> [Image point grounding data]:
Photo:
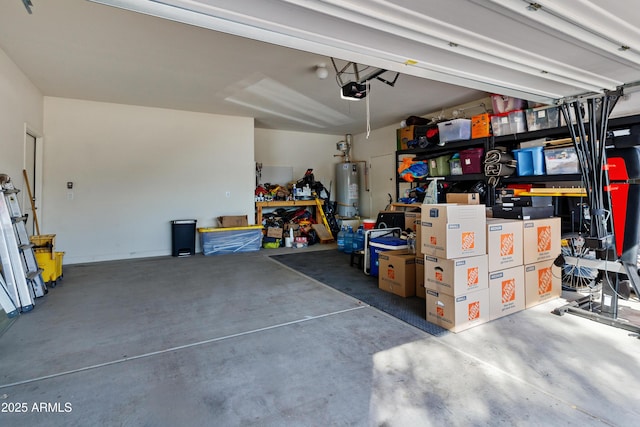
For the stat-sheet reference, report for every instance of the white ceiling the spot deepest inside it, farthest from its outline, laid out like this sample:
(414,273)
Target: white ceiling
(199,59)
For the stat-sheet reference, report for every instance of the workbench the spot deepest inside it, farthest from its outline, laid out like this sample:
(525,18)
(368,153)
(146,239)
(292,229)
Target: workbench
(288,204)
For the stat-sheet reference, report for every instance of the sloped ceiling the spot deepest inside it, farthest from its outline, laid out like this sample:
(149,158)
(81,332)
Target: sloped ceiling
(257,57)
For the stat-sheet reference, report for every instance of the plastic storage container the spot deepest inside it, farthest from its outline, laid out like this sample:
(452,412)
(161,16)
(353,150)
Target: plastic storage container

> [EXERCISE REQUIREMENTS]: Give the records again exactly, minus the pictures.

> [OUTPUT]:
Photo:
For the stat-sheet reference, report for every instance of the white ceiling the spot deepest inside it, farthest from its outline, laid out like this sample:
(414,273)
Target: white ceiling
(199,59)
For the stat-sheet reference, report for every instance of the workbench the spot deepest inside it, farthest from its outline, laid out like this sample:
(525,18)
(368,153)
(146,239)
(292,229)
Target: workbench
(288,204)
For the stat-sheet reference, report for every instance of the sloped ceiling the spot deepest inside it, farthest from its outline, laid out like this sample:
(149,158)
(81,332)
Target: sloped ceiling
(257,57)
For the stat-sheet reference, report for every instance of the plastic storage container the spot deepest inside it, farthest from its outline, laid out like this sample:
(452,412)
(161,16)
(353,150)
Target: plastic storage container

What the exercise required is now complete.